Count the lines in the records below that contain the word "dark", with case counting, and reply with the number alone.

####################

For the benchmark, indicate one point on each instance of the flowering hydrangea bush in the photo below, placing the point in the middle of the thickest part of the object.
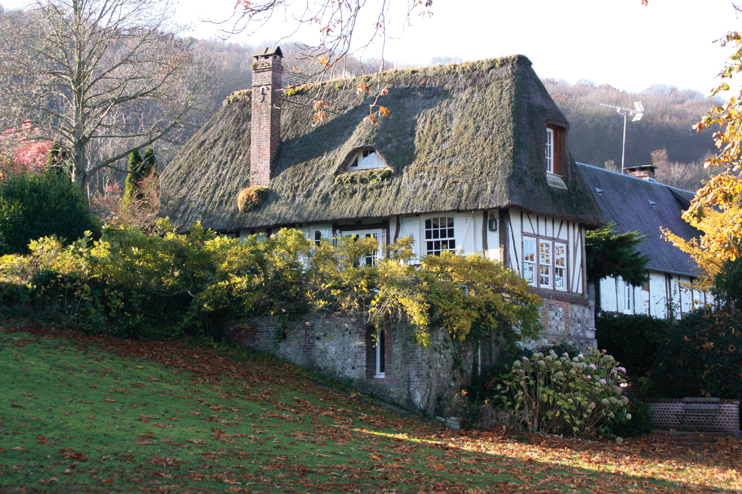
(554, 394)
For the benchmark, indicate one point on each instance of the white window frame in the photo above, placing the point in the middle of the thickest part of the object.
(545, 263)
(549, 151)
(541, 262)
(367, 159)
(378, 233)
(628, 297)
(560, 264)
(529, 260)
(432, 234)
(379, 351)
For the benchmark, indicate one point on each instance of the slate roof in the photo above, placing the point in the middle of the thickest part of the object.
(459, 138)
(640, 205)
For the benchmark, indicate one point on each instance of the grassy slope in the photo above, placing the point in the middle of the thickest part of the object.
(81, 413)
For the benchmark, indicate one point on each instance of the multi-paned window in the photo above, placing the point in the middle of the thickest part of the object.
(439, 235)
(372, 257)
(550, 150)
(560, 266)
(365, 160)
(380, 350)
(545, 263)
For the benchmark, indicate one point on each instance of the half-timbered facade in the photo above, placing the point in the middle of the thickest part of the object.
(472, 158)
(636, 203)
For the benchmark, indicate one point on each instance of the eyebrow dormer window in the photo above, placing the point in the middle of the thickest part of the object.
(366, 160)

####################

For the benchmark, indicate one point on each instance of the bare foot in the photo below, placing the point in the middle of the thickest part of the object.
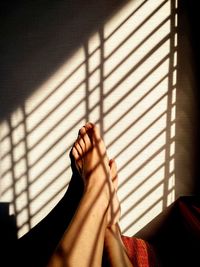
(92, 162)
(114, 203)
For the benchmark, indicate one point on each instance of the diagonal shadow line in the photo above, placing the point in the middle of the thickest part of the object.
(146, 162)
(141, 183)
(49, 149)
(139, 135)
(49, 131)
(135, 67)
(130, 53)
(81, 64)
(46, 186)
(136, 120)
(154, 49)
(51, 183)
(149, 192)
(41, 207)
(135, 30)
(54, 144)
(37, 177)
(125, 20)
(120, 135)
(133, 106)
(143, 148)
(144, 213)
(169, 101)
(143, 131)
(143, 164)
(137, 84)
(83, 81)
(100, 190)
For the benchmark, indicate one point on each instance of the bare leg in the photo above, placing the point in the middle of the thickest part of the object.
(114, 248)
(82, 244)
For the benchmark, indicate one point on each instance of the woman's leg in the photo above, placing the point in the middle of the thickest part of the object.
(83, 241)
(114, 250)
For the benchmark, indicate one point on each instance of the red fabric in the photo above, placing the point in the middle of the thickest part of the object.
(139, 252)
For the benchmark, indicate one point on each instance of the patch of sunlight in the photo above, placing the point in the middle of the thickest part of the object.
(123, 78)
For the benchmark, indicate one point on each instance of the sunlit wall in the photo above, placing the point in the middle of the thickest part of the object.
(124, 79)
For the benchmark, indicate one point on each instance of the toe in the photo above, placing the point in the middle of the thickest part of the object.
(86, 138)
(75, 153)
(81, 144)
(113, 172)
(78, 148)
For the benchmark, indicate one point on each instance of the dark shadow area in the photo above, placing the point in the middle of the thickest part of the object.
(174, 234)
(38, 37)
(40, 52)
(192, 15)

####################

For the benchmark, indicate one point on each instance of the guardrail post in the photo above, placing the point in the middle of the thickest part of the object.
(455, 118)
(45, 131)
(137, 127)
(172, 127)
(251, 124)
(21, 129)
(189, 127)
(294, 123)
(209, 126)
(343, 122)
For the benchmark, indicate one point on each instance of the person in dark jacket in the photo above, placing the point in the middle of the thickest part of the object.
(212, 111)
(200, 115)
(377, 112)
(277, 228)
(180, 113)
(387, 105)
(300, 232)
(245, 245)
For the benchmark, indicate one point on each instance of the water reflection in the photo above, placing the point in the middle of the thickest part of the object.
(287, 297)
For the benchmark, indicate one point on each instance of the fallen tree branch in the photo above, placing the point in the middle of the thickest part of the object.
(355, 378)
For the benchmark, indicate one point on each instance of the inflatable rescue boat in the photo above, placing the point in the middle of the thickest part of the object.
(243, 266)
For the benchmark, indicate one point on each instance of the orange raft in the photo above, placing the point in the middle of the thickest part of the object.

####################

• Written solution:
2